### [Task requirements]
Look through the listing below and work out how many of its lines hold the word "tote". Give only the number.
----
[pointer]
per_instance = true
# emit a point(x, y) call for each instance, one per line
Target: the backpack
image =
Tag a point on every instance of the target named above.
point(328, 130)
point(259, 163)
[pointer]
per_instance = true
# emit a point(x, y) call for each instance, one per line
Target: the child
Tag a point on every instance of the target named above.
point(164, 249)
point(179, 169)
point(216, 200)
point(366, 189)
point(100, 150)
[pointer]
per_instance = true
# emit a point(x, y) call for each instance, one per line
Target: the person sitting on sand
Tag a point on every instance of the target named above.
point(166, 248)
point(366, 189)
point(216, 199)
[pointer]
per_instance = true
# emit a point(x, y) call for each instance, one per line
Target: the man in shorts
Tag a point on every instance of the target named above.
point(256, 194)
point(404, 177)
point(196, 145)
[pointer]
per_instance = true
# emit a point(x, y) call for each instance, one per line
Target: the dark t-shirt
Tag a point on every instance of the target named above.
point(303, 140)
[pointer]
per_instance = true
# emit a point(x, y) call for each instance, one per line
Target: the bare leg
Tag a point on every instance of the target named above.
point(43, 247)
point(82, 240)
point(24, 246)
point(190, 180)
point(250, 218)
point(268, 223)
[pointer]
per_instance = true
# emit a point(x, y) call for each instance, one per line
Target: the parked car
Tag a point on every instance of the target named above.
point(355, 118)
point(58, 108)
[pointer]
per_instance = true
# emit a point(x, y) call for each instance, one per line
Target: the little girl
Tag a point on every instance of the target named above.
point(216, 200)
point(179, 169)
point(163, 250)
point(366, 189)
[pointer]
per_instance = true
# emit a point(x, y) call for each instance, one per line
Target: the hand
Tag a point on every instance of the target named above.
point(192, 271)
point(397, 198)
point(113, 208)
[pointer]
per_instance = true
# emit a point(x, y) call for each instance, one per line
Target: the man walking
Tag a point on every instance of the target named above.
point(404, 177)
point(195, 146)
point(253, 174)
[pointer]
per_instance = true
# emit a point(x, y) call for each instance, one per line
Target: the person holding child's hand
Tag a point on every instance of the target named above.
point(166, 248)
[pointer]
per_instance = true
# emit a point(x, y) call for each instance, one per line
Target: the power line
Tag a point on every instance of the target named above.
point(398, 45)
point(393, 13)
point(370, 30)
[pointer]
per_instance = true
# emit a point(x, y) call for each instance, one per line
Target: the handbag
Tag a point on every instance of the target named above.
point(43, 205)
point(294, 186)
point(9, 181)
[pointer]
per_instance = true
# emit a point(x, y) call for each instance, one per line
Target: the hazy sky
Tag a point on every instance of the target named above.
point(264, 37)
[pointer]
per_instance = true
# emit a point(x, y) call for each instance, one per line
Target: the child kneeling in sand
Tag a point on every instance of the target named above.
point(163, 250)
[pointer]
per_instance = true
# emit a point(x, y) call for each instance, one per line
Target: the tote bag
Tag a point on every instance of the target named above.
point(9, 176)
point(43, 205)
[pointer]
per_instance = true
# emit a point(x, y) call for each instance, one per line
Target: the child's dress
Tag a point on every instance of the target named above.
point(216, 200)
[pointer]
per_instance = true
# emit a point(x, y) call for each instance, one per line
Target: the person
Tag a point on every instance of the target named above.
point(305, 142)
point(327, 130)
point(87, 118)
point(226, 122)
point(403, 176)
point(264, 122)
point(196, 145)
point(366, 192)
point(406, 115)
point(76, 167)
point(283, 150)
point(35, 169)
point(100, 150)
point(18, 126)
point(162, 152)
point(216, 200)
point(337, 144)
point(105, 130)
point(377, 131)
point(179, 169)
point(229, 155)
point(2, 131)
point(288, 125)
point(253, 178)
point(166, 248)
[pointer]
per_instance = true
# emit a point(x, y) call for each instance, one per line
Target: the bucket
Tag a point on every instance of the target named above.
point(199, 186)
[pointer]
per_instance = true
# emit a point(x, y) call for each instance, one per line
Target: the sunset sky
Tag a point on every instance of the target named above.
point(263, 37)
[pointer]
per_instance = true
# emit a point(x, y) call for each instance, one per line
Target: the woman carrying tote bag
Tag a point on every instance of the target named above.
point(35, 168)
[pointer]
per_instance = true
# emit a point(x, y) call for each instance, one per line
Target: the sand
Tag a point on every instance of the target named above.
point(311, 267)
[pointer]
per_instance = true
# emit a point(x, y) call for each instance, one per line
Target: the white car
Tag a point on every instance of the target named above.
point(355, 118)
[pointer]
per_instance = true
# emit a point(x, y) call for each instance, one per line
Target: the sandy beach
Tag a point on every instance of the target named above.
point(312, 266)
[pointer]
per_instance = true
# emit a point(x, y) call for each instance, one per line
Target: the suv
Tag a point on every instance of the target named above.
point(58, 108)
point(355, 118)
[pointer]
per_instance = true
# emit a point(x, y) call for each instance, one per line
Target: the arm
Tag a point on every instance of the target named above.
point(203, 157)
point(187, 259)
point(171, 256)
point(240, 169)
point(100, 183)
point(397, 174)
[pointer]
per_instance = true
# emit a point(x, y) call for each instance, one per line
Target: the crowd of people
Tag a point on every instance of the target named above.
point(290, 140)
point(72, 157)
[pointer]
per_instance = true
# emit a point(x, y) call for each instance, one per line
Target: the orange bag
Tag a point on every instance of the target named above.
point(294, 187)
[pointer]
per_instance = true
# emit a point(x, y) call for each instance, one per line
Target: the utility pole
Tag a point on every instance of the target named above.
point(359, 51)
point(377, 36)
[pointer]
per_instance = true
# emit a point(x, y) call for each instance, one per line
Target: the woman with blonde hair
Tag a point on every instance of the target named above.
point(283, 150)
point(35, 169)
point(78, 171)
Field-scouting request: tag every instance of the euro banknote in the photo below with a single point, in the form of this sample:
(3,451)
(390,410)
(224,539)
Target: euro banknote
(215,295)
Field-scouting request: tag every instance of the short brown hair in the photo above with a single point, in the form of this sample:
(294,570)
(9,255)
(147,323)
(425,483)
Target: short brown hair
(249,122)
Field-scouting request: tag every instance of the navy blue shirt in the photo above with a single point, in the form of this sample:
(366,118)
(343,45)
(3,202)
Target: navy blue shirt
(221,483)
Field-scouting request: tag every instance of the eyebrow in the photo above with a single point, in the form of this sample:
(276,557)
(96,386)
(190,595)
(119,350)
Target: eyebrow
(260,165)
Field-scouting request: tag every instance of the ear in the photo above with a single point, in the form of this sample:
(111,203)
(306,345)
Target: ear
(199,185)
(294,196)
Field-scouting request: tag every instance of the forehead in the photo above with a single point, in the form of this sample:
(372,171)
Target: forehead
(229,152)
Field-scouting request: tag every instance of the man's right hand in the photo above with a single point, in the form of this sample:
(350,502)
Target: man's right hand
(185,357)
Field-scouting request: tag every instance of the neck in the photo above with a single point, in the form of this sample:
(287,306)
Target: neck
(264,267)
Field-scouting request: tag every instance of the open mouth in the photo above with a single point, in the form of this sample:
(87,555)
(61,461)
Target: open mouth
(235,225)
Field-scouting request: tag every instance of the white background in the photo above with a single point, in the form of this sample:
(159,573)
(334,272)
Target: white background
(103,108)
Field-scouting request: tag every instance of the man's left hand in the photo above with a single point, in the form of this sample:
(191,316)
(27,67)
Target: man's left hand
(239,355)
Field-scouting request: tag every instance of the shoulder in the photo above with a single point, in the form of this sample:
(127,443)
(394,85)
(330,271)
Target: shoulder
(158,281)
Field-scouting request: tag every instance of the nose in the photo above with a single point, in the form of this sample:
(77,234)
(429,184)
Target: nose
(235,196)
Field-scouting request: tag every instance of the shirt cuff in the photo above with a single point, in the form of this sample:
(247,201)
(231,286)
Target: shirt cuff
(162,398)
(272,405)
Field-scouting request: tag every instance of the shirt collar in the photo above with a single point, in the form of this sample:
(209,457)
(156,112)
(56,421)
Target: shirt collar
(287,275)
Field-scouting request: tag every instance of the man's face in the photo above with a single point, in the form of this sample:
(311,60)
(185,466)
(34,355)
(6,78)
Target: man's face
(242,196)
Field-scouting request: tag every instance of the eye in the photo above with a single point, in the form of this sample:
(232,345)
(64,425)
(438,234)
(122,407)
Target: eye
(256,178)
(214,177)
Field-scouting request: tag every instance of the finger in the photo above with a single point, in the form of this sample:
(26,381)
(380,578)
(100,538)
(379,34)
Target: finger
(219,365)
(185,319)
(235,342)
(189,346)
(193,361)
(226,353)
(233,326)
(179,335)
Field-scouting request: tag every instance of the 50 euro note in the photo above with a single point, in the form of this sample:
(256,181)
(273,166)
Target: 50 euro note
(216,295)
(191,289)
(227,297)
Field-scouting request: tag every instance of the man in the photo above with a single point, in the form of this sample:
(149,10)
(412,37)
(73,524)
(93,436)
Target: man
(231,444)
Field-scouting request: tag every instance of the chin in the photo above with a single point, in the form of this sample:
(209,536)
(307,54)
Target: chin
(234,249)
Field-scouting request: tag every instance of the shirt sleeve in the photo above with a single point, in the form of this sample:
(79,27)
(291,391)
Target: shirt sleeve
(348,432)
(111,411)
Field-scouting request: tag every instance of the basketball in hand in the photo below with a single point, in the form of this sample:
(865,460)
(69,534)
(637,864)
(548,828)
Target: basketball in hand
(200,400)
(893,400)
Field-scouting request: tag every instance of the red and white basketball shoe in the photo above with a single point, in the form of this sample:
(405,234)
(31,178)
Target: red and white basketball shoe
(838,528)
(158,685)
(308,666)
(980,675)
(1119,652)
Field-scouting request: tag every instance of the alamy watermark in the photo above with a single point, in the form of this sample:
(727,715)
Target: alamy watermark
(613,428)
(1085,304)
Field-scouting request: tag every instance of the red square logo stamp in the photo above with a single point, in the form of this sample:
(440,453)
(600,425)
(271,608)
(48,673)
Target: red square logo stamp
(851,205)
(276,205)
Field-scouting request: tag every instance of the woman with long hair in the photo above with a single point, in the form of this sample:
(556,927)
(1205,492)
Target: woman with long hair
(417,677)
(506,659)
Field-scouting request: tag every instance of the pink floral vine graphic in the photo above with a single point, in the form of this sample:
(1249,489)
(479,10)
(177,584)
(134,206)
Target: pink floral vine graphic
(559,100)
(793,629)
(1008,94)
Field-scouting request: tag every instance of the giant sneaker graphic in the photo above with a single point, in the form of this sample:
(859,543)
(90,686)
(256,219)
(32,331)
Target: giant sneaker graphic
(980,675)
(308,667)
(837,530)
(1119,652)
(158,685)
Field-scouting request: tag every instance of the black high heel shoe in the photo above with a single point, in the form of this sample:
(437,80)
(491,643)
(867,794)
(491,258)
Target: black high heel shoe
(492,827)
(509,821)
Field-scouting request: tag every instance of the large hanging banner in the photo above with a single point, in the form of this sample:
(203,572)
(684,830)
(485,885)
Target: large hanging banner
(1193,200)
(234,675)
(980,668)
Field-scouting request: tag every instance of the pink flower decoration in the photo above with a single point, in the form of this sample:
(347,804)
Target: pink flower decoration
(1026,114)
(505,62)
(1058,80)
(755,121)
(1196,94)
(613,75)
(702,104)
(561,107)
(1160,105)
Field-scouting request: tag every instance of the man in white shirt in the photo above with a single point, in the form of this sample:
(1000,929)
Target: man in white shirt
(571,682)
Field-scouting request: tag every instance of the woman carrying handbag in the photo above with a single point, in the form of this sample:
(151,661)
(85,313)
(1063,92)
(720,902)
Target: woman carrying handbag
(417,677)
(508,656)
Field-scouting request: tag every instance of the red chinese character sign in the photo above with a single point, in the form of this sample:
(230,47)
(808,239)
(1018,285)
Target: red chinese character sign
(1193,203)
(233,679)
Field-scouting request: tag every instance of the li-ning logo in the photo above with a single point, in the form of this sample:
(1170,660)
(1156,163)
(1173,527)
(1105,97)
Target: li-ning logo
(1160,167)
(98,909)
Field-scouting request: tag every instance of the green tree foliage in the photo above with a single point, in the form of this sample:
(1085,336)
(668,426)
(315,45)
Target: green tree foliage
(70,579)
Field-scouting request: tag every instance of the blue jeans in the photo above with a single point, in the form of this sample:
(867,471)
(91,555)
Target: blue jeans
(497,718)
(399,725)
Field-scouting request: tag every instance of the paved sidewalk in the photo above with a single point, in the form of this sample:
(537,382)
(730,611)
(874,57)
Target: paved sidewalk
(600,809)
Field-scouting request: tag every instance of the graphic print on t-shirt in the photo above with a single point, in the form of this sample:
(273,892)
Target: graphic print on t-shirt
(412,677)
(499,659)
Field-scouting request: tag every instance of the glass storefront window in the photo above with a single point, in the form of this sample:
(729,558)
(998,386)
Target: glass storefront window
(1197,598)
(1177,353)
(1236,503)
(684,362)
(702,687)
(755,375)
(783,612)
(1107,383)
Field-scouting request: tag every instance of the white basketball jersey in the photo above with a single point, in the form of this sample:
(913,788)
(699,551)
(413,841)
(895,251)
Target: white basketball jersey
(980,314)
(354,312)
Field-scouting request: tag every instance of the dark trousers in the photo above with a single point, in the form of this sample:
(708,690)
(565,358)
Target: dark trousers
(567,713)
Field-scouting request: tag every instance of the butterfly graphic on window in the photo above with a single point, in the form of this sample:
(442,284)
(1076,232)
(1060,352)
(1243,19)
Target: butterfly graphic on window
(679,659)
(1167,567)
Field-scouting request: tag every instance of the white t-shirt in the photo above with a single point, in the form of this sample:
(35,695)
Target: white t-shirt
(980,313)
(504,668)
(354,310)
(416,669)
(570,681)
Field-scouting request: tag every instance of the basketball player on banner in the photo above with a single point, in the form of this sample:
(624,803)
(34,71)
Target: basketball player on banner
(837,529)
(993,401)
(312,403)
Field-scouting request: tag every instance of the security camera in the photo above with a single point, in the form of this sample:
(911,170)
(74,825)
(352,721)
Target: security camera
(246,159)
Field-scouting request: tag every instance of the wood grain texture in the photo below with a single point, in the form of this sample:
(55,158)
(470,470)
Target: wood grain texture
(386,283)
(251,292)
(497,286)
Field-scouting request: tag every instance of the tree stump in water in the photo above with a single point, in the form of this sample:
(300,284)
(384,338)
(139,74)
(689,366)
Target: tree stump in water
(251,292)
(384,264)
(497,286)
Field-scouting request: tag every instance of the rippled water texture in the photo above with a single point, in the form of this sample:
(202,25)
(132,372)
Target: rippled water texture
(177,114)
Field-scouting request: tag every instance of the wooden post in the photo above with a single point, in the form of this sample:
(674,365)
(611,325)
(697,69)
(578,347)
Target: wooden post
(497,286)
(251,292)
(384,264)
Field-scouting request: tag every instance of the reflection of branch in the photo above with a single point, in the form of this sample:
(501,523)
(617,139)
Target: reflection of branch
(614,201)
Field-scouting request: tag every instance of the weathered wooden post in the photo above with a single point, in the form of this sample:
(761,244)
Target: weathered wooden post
----
### [Answer section]
2